How to complete this task — Copy out each line featuring the string "hoodie" from the entries beneath.

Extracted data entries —
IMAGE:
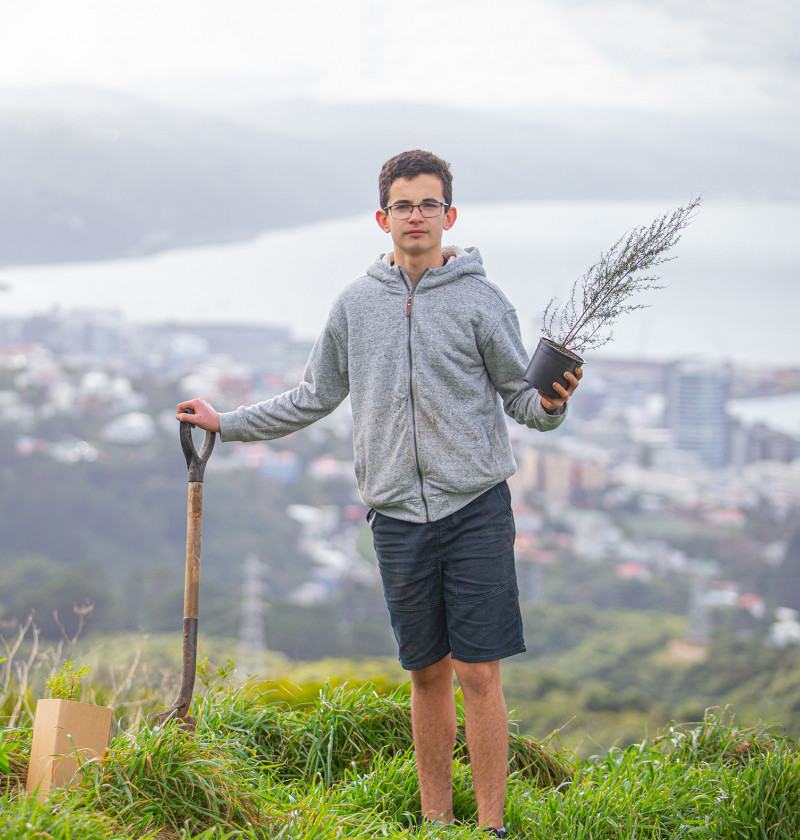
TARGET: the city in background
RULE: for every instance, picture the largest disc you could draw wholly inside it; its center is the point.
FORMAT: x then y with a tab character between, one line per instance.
658	530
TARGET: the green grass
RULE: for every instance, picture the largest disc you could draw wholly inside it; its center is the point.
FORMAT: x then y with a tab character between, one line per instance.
341	765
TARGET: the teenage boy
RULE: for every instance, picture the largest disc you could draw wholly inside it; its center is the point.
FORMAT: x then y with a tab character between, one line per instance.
430	353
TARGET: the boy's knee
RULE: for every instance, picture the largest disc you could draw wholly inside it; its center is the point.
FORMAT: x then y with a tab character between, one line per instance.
479	679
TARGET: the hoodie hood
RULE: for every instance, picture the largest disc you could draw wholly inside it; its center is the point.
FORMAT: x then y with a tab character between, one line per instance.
458	262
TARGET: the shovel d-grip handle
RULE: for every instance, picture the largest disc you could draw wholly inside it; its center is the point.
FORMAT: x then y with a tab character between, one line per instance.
196	462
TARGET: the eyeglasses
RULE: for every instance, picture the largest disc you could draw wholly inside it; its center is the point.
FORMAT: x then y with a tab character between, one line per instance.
404	210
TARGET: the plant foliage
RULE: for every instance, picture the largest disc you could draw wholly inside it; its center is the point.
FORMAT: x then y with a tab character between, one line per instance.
65	683
604	292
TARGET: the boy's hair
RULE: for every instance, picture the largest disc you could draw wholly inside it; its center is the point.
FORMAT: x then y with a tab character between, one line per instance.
408	165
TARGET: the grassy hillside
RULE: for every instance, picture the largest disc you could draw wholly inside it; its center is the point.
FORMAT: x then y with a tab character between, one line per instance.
342	766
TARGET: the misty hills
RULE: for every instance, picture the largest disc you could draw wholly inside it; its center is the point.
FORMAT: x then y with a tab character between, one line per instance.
89	175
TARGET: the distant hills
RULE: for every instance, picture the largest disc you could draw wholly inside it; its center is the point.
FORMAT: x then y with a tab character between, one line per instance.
89	175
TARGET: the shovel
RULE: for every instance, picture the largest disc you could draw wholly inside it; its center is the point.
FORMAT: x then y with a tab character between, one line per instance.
191	594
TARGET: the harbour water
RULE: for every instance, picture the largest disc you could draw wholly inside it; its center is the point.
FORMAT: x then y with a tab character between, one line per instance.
732	293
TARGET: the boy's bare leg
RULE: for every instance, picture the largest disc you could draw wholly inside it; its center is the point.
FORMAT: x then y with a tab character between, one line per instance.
433	719
486	720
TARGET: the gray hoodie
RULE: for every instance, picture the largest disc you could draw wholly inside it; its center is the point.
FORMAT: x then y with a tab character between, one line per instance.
429	371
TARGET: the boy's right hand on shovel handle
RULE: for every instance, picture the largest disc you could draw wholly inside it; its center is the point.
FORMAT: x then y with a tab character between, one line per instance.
204	416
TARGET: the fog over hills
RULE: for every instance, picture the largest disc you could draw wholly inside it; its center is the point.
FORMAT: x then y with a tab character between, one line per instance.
90	175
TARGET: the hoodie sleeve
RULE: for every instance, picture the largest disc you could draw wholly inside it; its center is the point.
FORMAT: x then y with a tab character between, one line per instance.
324	386
506	360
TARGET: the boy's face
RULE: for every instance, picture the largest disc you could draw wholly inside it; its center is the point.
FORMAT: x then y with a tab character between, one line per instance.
417	236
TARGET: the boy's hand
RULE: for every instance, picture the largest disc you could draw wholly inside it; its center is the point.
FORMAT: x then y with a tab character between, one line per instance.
204	416
553	405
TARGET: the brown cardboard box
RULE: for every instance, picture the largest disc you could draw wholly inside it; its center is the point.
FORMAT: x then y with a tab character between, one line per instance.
62	729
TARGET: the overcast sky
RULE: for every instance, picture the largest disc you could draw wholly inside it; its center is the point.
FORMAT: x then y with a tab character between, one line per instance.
738	58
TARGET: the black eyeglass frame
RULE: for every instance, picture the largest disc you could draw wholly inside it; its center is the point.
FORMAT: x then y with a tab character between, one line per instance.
388	209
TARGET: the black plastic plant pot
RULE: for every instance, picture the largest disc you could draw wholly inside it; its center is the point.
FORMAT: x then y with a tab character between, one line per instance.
548	365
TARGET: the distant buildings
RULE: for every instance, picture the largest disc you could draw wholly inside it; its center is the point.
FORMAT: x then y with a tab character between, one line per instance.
696	394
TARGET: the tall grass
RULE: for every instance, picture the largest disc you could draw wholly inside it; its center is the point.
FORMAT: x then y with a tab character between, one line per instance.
341	765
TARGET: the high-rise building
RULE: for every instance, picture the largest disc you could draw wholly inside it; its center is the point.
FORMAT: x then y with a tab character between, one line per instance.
695	411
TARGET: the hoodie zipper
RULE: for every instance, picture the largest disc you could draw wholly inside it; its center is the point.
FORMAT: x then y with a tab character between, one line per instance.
413	405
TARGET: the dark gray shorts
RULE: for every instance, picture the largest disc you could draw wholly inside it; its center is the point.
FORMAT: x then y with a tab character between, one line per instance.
451	585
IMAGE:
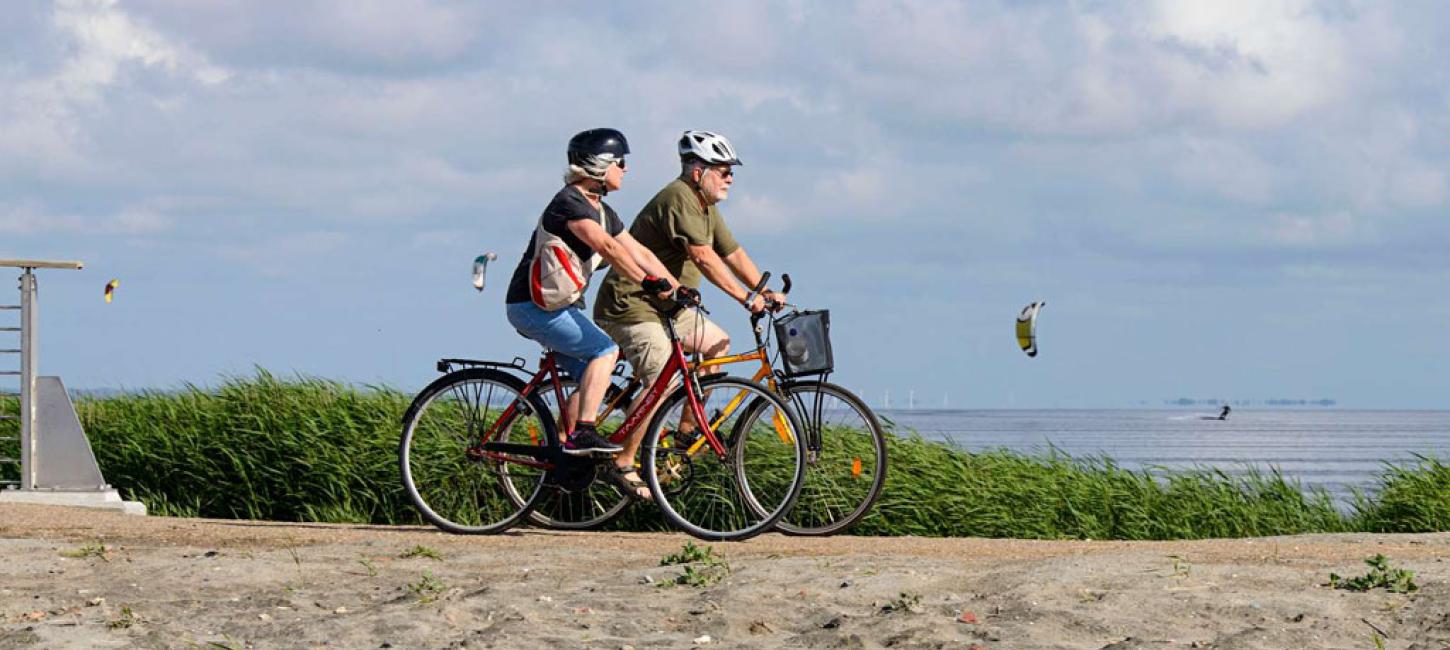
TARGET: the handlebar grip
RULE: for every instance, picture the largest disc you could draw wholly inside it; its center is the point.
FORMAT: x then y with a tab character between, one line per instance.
754	319
760	286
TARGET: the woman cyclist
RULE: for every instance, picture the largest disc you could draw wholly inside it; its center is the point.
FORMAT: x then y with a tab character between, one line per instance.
582	221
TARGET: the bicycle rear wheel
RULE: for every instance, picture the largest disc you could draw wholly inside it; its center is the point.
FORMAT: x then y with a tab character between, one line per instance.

Answer to this task —
TARGET: the hoodie hood
TARGET: the gray hoodie
TARGET: the hoodie sleeve
TARGET: the hoodie zipper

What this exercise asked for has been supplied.